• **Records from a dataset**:
..............................

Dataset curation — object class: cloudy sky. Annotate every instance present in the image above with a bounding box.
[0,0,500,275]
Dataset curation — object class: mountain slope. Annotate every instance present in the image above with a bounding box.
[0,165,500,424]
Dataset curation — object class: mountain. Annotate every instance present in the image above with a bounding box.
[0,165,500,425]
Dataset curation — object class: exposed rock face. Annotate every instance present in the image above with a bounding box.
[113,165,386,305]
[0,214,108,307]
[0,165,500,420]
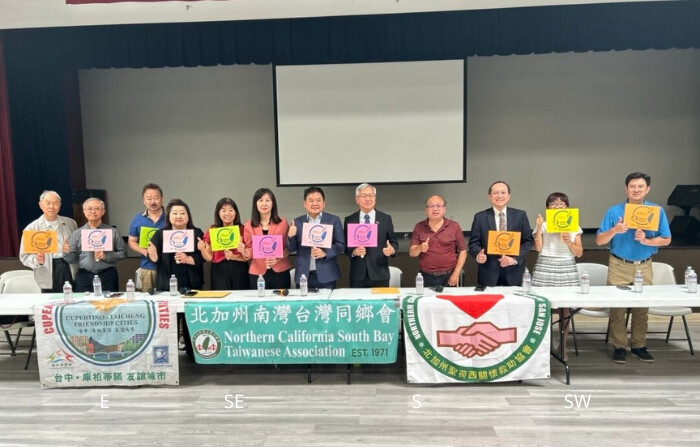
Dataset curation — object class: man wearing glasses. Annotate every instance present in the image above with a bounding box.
[408,196,467,288]
[595,172,671,363]
[345,183,399,288]
[65,197,126,292]
[469,180,533,287]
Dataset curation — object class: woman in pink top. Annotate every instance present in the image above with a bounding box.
[197,197,248,290]
[242,188,292,289]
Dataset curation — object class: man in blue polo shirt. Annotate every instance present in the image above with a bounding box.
[129,183,165,292]
[596,172,671,363]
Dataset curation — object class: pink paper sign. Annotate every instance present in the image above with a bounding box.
[163,230,194,253]
[348,223,377,247]
[301,222,333,248]
[80,228,113,251]
[253,234,284,259]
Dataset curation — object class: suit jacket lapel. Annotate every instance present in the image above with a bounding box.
[486,208,498,231]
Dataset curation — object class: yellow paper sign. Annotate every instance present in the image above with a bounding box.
[139,227,158,248]
[547,208,578,233]
[486,230,520,256]
[209,225,241,251]
[22,230,58,253]
[624,203,661,231]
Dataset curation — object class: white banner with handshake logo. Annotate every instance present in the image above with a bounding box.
[402,293,550,383]
[34,298,180,388]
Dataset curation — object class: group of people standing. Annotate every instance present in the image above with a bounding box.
[20,172,671,363]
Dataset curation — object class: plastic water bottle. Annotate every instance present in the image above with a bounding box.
[126,279,136,301]
[416,272,424,295]
[688,269,698,293]
[92,275,102,296]
[581,272,591,295]
[168,275,177,296]
[634,270,644,293]
[258,275,265,298]
[63,281,73,304]
[299,275,309,296]
[523,267,532,293]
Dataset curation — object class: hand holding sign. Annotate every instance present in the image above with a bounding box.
[311,247,326,259]
[613,217,629,234]
[420,238,430,253]
[625,203,661,231]
[382,241,396,256]
[148,242,158,262]
[486,230,520,256]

..............................

• **Set exercise**: Copy out all the lines above, swapping "Dataset curation" for "Data labeling" and leaving everything else as it is. Omit the pictures.

• **Full solution**:
Data labeling — object class: cloudy sky. Annotate every instance present in the image above with a bounding box.
[0,0,500,275]
Data labeling — object class: mountain slope. Annotate every instance present in the image above with a bounding box.
[0,165,500,424]
Data labeling — object class: mountain. Annotate every instance present in the image above with a bounding box.
[0,165,500,425]
Data labeling — object class: exposed rock face. Annotate every instance present in the image above with a bounding box.
[113,165,386,305]
[0,214,108,307]
[0,165,500,420]
Data labeling — object class: man wearing glasses. Annotate every instance present in the image above with a bounding box.
[408,196,467,288]
[595,172,671,363]
[345,183,399,288]
[65,197,126,292]
[469,180,533,287]
Data labeling — object class: woman in pink top. Annotate every instance present in the image above with a bounding box.
[197,197,248,290]
[242,188,292,289]
Data labeling — object class: man in blue polo shirt. Annotate every instance present in the image above with a bounding box.
[129,183,165,292]
[596,172,671,363]
Data labeling — object class: pink paper sign. Annotate every instance present in the image above with a bounding box.
[163,230,194,253]
[348,223,377,247]
[301,222,333,248]
[80,228,113,251]
[253,234,284,259]
Data labeling — object class: suit jacket lapel. Annotate every instance present in the image above with a bounding box.
[486,208,498,231]
Data labeling — object class: yellow paper sign. Annotate every instance present in the image above with a bounding box.
[139,227,158,248]
[547,208,578,233]
[486,230,520,256]
[209,225,241,251]
[22,230,58,253]
[624,203,661,231]
Data labeling — object class: white banner with handshake logo. Annotate every instance present in the image above with a bounding box.
[402,293,550,383]
[34,298,180,388]
Data labeling — object class: group of people standing. Annotate every instance present in the image above with a bounding box.
[20,172,671,363]
Data labeling — object class: plastic water bottle. Annotate every instance present in the image above with a bounding box.
[126,279,136,301]
[416,272,424,295]
[688,269,698,293]
[92,275,102,296]
[581,272,591,295]
[168,275,177,296]
[634,270,644,293]
[258,275,265,298]
[63,281,73,304]
[299,275,309,296]
[523,267,532,293]
Data labeling — object class: hand holding sign. Annotate every instance present in the image above with a bounding box.
[311,247,326,259]
[613,217,629,234]
[420,238,430,253]
[625,203,661,231]
[382,241,396,256]
[148,242,158,262]
[486,230,520,256]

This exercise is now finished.